- [Requirements]:
Filter the items below down to the lines that contain the string "jacket", treating case as significant, and copy each of those lines.

==== Records for this exercise

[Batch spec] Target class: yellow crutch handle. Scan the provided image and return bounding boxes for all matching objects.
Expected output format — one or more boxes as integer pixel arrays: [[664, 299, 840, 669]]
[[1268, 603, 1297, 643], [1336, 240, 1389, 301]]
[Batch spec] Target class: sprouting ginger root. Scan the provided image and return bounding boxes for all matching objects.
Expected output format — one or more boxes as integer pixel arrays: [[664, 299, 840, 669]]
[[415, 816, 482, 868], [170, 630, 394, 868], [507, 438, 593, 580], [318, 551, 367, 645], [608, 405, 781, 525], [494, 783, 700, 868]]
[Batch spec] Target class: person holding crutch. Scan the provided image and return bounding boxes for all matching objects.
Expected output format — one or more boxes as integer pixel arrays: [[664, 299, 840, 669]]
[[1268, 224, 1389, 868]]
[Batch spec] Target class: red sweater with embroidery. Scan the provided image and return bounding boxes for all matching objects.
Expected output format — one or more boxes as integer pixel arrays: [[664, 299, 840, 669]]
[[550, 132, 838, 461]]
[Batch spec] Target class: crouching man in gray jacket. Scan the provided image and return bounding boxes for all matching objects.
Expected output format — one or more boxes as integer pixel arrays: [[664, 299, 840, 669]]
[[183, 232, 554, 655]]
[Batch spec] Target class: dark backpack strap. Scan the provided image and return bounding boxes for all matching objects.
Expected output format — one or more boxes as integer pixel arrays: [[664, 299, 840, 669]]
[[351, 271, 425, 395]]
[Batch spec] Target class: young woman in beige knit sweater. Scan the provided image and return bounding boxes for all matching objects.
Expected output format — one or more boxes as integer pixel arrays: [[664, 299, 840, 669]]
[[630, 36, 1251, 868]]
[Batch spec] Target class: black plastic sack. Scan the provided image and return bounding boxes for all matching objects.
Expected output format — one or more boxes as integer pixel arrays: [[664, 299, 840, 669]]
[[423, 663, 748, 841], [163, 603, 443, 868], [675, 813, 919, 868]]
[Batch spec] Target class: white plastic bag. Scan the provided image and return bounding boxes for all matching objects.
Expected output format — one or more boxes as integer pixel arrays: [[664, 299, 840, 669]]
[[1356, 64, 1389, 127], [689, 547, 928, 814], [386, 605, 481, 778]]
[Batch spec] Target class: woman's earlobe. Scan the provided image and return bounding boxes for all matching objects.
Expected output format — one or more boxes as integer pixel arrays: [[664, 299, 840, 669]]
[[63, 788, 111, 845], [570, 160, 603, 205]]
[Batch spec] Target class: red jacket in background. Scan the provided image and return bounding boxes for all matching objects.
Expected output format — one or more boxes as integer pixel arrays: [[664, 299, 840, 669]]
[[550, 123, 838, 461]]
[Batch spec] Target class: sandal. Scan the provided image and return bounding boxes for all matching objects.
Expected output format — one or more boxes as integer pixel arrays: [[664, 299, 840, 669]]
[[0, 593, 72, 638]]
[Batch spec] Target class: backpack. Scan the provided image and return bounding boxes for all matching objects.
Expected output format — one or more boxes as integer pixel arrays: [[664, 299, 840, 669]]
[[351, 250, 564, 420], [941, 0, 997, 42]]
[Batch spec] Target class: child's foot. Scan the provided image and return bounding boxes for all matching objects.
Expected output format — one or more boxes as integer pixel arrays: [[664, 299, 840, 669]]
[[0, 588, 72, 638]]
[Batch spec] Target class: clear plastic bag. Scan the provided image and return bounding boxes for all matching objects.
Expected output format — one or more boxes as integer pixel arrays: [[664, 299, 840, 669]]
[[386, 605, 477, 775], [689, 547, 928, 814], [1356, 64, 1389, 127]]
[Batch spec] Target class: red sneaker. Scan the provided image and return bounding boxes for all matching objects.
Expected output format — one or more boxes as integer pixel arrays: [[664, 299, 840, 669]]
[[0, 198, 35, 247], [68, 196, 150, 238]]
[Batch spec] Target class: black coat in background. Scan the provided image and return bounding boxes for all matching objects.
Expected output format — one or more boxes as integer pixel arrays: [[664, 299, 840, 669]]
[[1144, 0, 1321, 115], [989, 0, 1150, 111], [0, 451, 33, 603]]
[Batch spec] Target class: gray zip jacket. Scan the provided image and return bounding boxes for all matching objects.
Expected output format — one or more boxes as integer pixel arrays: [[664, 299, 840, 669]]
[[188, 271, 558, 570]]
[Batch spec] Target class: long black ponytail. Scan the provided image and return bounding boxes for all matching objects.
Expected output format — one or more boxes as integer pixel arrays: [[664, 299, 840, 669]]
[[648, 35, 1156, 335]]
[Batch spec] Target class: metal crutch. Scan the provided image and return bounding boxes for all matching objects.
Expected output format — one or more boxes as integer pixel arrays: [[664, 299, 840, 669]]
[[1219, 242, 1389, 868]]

========

- [Result of the task]:
[Batch spec] Target class: crouching man in gray jacket. Scan the provided image and return bounding boxes for all matching objects.
[Batch spec] Target class: red jacket in background. Scan the provided image and return bounding boxes for all matching objects.
[Batch spec] Target class: gray zip jacket. Scan the provided image and return bounding boxes for all matching objects.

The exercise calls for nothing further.